**課題の内容:** 下のコタ・トゥアについての文章をもとに、アニス氏がコタ・トゥアをジャカルタ屈指の観光地として整備すると宣言したのは何年何月か答えてください。

**提示された文章:**
異国情緒に癒やしの空間 過去も未来もベストミックスで コタ・トゥア
ファタヒラ広場を中心に広がるジャカルタの旧市街区、コタ・トゥア。東インド会社の面影を残す植民地時代の遺産だ。しかしながら、そこに暗さを感じない。路地裏に入れば、貧困層の暮らしがある。街の管理もちぐはぐかもしれない。それでもふらっと訪れると、異国情緒が漂う癒しの空間がある。いや、この国の懐の深さに安堵しているのかもしれない。
昼ごはんに何を食べるか。その日のコタ・トゥア再訪は、ランチの算段から始まった。コロナ禍明けから急ピッチで進む街の整備。近況を見てこようと決めるまで、そう時間はかからなかった。
小欄でも何度か取り上げたが、ジャカルタ特別州政府はこの街の再建に取り組んでいる。計画の源流は半世紀前に当時のアリサディキン市長が描いた〝夢〟。「オールド・バタビア(現コタ・トゥア)」の再開発に取り組んだことに始まる。
ただ、利権関係が複雑に絡んでプロジェクトは一進一退。その中で開発断行の狼煙を上げたのが、次期大統領選に立候補しているアニス・バスウェダン氏だった。
アニス氏は州知事だった2021年4月、エリック・トーヒル国営企業相とコタ・トゥアをジャカルタ屈指の観光地として整備すると宣言。コタ駅からファタヒラ広場に広がる一帯を公園化し、中華街のパンチョラン地区には碑楼が完成、遊歩道の整備も進んでいる。
アニス氏は翌年の22年10月に任期満了となり、大統領選に出馬すると再建計画はまたしても止まったかのように見える。
「観光客が戻らない。広場の整備は進んだが、賑わうのは屋台ばかり。街の再開発にはいたっていない」

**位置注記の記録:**
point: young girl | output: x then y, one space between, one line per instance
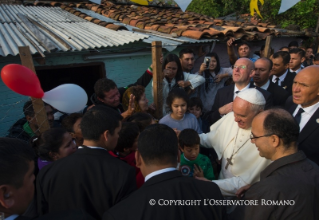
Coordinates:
179 118
215 78
174 77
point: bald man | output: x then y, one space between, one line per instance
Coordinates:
303 105
242 72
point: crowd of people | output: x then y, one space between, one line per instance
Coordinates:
237 142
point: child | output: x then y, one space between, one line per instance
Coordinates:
192 162
178 118
195 106
126 147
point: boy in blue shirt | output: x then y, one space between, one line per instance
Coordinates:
192 162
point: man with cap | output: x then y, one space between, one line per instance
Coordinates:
230 137
304 107
289 186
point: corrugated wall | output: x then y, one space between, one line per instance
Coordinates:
123 71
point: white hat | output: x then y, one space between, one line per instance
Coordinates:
252 96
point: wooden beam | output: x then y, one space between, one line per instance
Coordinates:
157 78
38 105
267 49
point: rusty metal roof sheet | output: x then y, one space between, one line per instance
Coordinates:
63 30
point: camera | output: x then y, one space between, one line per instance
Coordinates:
207 61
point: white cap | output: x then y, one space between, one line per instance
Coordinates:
252 96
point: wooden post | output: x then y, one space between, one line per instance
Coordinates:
157 78
267 46
38 105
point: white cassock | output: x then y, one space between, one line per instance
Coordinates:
228 139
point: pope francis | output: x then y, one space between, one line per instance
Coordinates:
230 137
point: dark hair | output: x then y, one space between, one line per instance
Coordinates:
284 55
69 121
15 155
293 44
207 72
28 108
189 138
127 136
50 141
98 120
281 123
185 51
195 101
284 47
241 44
137 91
176 93
158 145
103 85
298 51
268 60
141 119
173 58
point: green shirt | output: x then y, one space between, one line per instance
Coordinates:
187 166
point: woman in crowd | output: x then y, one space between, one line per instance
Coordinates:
215 77
54 144
175 78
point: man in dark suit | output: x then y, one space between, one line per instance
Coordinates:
242 72
166 194
90 179
297 57
263 67
291 177
304 106
280 71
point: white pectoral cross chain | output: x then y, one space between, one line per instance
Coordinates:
231 157
229 162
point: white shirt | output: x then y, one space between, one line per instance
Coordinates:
297 71
281 78
265 86
236 89
94 147
158 172
305 116
11 217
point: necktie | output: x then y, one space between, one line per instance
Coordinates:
298 115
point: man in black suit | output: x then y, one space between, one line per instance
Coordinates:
243 70
166 194
280 71
90 179
263 67
297 57
303 105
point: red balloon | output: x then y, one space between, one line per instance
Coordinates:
22 80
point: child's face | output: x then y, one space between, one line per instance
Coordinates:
195 110
191 153
179 107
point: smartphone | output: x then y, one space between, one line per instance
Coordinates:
207 61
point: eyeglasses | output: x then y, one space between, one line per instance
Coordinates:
240 67
255 137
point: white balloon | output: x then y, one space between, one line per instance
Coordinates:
68 98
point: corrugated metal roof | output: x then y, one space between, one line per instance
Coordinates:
63 30
169 43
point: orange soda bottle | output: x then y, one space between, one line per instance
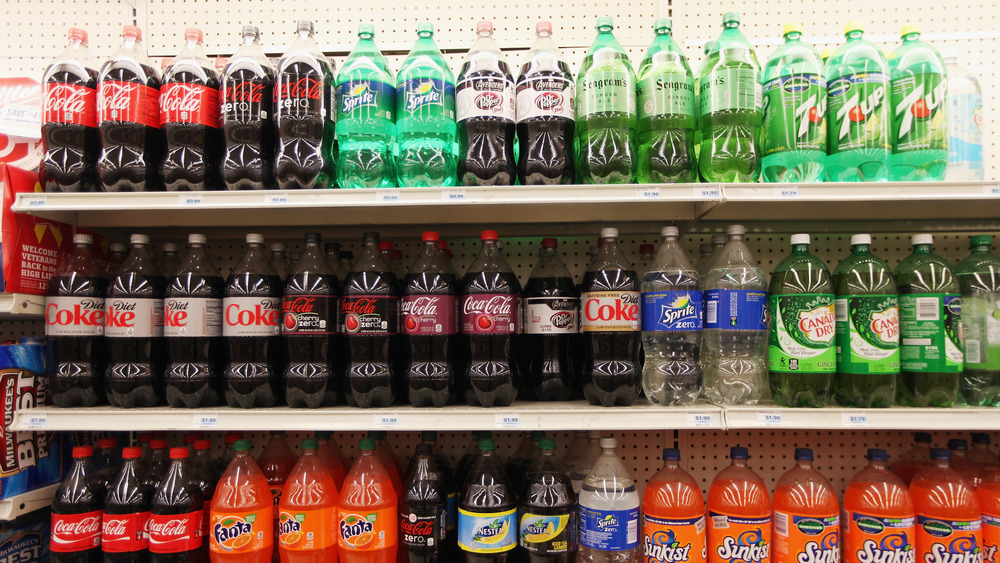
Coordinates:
673 512
308 511
739 514
241 512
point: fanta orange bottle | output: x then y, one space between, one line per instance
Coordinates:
308 511
673 512
368 519
739 514
242 512
806 515
878 515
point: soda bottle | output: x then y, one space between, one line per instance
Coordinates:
76 513
665 91
606 112
425 116
730 100
252 330
546 98
189 118
491 318
74 325
672 325
794 112
367 513
128 117
484 107
930 328
857 84
801 355
806 514
735 325
303 97
70 142
739 514
137 350
867 328
919 110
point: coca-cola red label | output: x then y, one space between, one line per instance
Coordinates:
76 532
189 103
128 101
491 313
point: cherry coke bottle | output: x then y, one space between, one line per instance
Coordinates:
77 509
135 330
189 118
69 120
251 328
128 116
192 326
491 319
430 322
310 321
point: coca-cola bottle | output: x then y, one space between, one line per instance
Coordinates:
76 513
189 117
610 327
430 322
310 322
491 319
370 313
192 326
305 110
69 120
135 330
252 330
128 116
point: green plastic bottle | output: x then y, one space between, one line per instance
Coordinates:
930 309
801 356
867 309
979 282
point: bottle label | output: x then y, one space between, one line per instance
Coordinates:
487 532
128 101
251 316
74 316
856 108
794 114
673 310
192 317
803 327
76 532
491 313
551 315
134 318
930 333
546 96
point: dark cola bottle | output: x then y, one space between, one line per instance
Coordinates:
610 327
370 314
128 117
305 110
310 322
189 117
192 326
247 95
69 120
135 330
252 330
491 321
430 322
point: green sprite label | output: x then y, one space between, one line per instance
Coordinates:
802 331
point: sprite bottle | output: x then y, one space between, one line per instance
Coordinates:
867 309
930 335
801 357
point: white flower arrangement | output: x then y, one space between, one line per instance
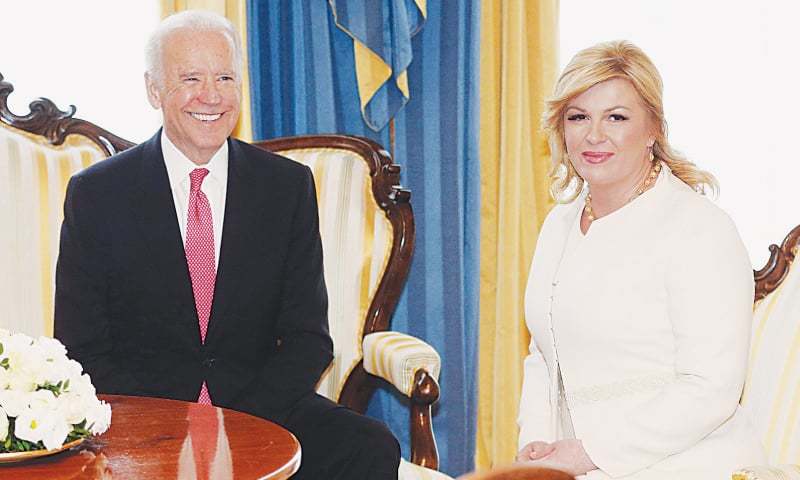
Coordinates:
45 398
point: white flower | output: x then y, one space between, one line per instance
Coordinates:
98 417
42 400
31 425
13 402
4 424
56 435
45 392
45 426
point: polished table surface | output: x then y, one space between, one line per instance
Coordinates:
153 438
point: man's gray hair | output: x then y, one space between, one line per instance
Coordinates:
193 20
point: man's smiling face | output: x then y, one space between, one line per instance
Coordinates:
200 92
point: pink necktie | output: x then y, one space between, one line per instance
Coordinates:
200 256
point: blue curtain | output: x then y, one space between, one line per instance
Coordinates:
303 82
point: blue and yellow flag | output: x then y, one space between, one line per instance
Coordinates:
381 31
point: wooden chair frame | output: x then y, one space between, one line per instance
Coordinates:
780 260
394 201
47 120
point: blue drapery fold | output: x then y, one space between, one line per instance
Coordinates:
303 82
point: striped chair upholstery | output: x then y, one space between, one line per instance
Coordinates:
367 230
39 153
356 241
367 233
772 388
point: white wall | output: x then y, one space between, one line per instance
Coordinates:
731 94
87 53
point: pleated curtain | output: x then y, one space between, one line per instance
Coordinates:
518 61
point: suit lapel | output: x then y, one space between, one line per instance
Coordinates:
155 213
236 235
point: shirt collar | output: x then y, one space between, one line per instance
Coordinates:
179 166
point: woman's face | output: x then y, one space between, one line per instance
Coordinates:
608 132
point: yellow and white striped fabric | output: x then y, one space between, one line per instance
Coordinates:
412 471
396 357
780 472
356 241
33 180
772 389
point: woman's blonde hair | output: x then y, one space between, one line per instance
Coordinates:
604 61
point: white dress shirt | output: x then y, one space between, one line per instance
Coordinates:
215 186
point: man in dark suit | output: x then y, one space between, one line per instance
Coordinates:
190 266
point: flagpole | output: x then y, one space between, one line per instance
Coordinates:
391 139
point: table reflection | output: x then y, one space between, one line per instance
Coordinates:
169 439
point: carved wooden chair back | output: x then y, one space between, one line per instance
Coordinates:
772 388
39 153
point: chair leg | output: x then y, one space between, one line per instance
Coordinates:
423 444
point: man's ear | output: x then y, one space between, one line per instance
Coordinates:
153 93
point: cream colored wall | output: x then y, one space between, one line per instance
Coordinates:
88 53
730 72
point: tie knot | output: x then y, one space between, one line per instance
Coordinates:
196 178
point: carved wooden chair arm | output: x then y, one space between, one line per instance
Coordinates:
412 366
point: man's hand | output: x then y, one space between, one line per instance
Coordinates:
567 456
534 451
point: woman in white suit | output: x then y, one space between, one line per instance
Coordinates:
639 300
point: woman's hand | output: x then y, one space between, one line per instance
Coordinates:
566 455
534 451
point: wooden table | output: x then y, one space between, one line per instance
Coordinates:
153 438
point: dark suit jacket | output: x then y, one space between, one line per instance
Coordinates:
124 304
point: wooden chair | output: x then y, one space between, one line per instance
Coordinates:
366 224
772 388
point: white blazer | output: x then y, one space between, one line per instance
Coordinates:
649 316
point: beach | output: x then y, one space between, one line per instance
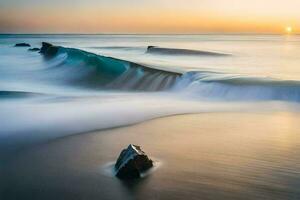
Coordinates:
201 156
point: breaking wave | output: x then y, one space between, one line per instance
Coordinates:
92 70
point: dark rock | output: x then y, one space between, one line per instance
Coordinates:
132 162
22 45
49 50
34 49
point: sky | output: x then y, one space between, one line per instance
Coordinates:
149 16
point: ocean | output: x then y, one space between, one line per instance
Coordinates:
103 82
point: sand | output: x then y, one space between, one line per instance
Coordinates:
203 156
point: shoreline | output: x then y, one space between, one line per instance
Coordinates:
208 156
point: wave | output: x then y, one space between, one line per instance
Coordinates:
92 70
185 52
237 87
17 94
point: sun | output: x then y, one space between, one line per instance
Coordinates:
289 29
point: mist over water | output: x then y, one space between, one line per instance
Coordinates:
104 81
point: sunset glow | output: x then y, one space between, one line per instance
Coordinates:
143 16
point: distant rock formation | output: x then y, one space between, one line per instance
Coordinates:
22 45
48 50
34 49
183 52
132 162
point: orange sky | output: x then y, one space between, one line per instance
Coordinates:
155 16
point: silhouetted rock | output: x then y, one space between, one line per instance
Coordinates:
48 50
34 49
132 162
22 45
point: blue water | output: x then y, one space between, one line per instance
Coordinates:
103 81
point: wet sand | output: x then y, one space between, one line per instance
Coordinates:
203 156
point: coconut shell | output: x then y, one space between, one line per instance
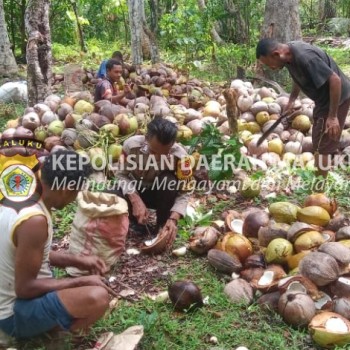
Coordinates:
297 309
239 291
253 222
320 268
224 262
185 295
299 283
270 300
337 251
342 307
203 239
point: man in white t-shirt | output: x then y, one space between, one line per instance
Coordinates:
31 300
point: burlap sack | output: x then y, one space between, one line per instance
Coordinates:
99 227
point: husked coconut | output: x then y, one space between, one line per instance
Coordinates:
338 251
239 291
320 268
297 309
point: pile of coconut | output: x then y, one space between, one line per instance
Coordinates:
296 260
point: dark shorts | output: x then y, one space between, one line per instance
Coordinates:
321 142
36 316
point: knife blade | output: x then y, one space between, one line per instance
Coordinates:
266 134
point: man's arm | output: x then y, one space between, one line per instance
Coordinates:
90 263
334 95
30 238
293 96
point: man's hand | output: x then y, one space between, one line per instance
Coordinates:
93 264
333 128
139 209
171 228
95 280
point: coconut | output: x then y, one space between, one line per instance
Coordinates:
259 106
341 288
301 123
236 245
239 291
299 284
297 229
276 146
268 281
270 158
320 268
262 117
337 251
308 241
278 130
329 329
255 260
40 133
250 188
293 147
31 121
278 250
52 141
69 136
256 150
283 212
244 102
248 117
297 309
313 215
185 295
342 233
41 108
342 307
321 200
203 239
48 117
56 128
82 107
114 151
254 221
273 230
270 300
252 273
196 126
63 110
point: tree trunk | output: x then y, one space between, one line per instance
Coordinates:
38 50
213 31
327 9
8 65
23 29
136 19
80 29
281 22
152 41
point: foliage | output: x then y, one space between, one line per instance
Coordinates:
221 155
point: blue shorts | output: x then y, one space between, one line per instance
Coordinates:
36 316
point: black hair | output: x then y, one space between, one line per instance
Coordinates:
164 130
265 47
112 62
65 169
117 55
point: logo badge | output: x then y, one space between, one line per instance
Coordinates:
19 186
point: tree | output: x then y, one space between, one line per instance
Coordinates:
136 18
8 65
38 50
281 22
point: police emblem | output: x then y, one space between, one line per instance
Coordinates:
19 186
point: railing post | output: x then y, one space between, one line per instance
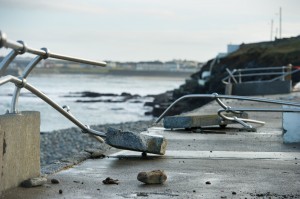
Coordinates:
288 71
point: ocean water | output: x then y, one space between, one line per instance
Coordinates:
66 89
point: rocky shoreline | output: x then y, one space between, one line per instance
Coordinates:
66 147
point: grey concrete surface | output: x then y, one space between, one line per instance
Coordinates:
20 151
205 163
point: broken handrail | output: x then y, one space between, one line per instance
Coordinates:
281 75
22 83
226 108
20 47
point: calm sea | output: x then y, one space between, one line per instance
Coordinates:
67 89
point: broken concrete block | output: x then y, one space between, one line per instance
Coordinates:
142 142
197 121
34 182
152 177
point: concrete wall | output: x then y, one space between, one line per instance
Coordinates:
19 148
291 126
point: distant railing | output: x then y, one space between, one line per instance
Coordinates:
276 73
20 47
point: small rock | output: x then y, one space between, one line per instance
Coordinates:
152 177
34 182
109 180
54 181
97 155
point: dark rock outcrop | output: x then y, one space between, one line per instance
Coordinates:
280 52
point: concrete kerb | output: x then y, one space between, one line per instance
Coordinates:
20 151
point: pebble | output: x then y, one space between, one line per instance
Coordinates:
54 181
152 177
34 182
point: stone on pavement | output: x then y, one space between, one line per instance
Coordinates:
152 177
143 142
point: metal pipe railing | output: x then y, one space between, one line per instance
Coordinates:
226 108
281 75
21 83
20 47
4 42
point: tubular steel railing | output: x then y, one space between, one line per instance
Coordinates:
20 47
228 109
238 75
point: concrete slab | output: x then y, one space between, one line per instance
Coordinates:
187 121
20 151
212 163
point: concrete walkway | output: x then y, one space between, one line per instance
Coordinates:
206 163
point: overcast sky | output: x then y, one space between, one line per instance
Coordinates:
144 30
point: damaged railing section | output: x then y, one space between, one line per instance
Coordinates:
276 73
19 48
142 142
227 109
259 81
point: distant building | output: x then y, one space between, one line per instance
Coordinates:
232 48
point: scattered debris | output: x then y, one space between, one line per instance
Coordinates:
152 177
54 181
109 180
34 182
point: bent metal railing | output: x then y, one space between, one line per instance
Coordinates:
228 109
278 73
20 47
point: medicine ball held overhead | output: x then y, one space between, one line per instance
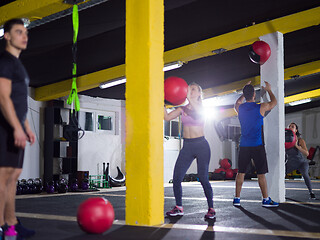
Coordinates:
259 52
175 90
290 138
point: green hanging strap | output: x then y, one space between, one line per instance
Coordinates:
73 97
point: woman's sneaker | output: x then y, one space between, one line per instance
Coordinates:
269 203
312 196
176 211
211 214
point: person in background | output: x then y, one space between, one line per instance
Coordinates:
252 146
194 146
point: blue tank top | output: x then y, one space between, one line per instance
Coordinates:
251 122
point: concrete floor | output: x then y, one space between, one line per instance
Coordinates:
53 216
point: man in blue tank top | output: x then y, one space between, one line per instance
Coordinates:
251 142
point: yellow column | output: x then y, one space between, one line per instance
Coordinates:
144 112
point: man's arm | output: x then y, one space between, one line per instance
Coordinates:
8 111
268 105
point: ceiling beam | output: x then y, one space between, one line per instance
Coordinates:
228 41
245 36
31 9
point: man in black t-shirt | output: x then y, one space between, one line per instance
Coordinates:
14 127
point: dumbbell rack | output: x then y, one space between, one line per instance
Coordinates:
98 181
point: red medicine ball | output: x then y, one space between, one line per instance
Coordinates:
290 138
259 52
175 90
95 215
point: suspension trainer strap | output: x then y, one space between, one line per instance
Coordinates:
73 97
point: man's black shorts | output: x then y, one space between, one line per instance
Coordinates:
258 154
10 156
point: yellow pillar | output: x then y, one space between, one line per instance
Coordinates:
144 112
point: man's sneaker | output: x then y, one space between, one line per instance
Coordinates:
176 211
269 203
10 233
236 202
312 196
211 214
22 231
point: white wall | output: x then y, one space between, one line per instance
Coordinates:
217 152
32 164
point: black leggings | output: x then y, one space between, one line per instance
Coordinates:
193 148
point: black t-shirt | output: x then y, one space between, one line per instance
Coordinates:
12 69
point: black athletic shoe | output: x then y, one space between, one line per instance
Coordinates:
22 231
312 196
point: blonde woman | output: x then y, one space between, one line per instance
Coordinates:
296 157
194 146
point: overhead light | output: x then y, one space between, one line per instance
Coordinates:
300 102
26 23
113 82
172 65
256 88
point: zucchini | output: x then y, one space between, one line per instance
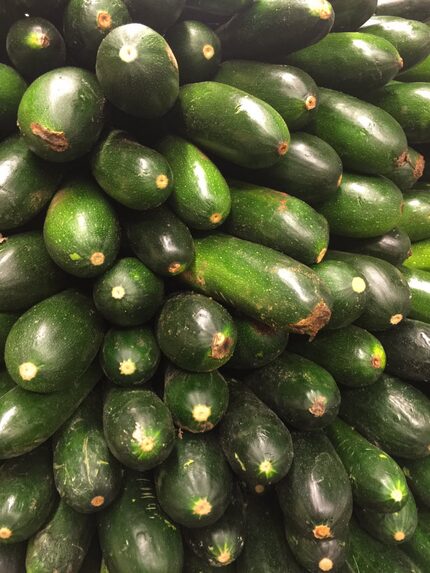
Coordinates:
392 414
194 485
138 428
316 496
54 342
377 481
195 332
303 394
352 355
255 442
87 476
260 282
196 400
62 543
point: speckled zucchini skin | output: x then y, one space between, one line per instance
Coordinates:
137 515
27 495
87 476
62 543
260 282
392 414
29 418
303 394
377 481
198 471
138 428
54 342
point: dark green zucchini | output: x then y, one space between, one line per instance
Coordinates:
129 293
408 350
255 442
392 414
291 91
87 476
268 27
133 55
196 400
54 342
352 355
363 207
350 62
257 344
195 332
194 485
348 291
377 481
28 274
138 428
86 23
153 543
367 139
316 496
28 419
132 174
27 495
303 394
62 543
260 282
161 240
201 196
62 114
388 296
277 220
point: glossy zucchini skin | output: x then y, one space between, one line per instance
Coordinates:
392 414
303 394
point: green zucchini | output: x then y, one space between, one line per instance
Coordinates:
352 355
81 230
136 522
377 481
291 91
86 23
367 139
316 496
260 282
129 293
201 196
255 441
408 350
392 414
134 55
362 61
62 543
257 344
388 296
61 114
27 495
132 174
195 332
194 485
303 394
87 476
268 27
54 342
138 428
277 220
348 291
160 240
28 272
28 419
196 400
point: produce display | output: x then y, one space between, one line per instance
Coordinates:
214 286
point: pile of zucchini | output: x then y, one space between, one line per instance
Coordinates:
214 286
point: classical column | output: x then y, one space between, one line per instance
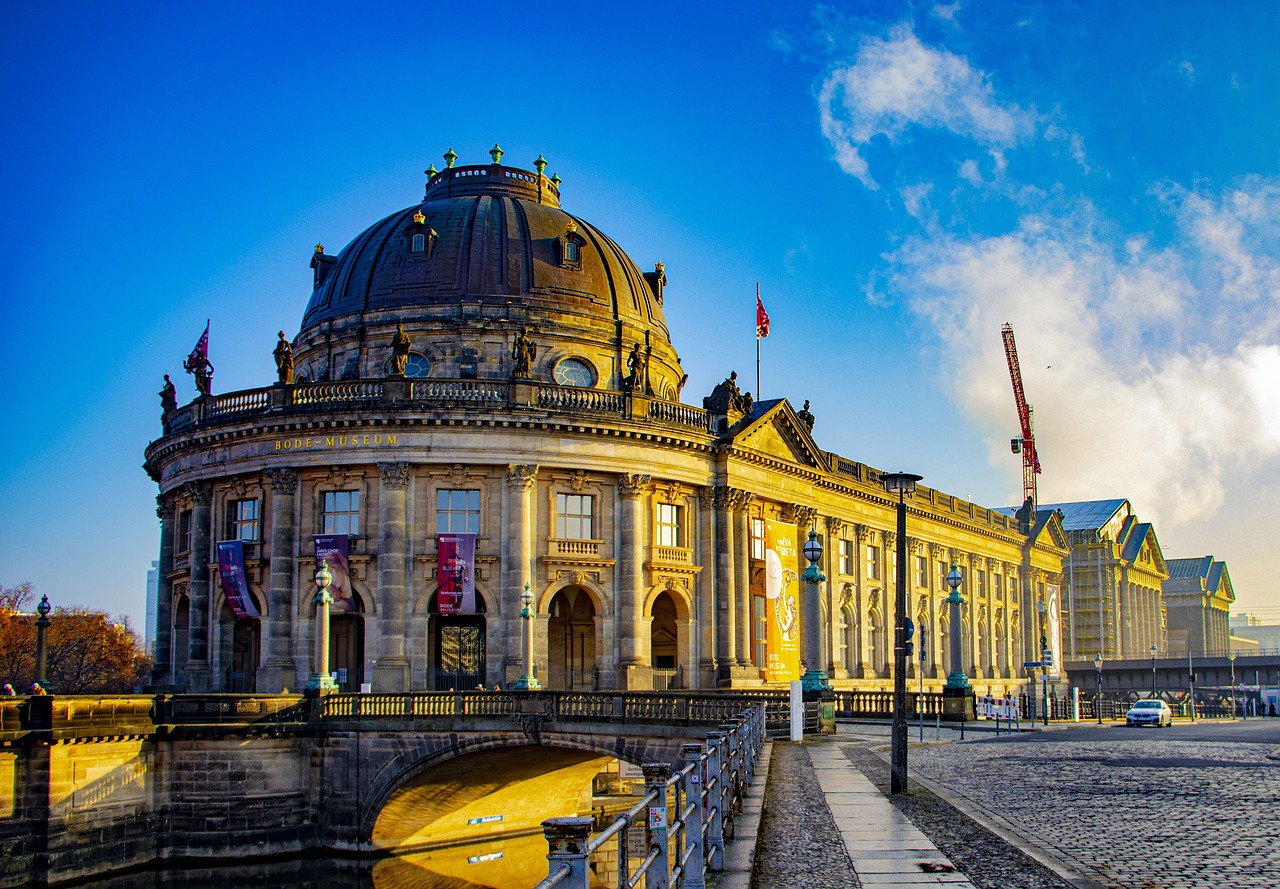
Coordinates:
743 583
726 599
280 670
517 569
707 618
161 670
630 577
200 591
391 673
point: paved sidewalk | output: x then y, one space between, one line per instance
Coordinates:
886 848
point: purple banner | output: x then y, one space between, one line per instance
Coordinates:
455 569
231 568
332 548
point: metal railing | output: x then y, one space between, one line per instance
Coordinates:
705 796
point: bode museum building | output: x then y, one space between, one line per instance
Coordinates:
483 398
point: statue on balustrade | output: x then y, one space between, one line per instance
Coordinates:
401 346
524 352
284 361
168 397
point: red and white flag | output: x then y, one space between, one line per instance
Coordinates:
199 356
762 317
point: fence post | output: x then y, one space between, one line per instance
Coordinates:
566 842
693 855
656 774
714 783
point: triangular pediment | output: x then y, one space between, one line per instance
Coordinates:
778 432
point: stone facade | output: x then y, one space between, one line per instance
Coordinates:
635 519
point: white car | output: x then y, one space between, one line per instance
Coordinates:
1150 713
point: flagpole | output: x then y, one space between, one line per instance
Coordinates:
758 395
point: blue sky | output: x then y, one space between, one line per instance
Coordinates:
899 179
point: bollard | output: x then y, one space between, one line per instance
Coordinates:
714 783
566 841
693 855
658 874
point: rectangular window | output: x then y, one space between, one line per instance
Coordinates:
574 516
668 528
757 537
457 511
184 531
242 518
339 512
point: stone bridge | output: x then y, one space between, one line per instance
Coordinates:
94 784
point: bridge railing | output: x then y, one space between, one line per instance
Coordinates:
704 797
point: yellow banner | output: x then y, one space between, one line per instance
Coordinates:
782 603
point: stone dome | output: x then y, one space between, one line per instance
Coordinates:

**問題の解答:** 2021年4月です。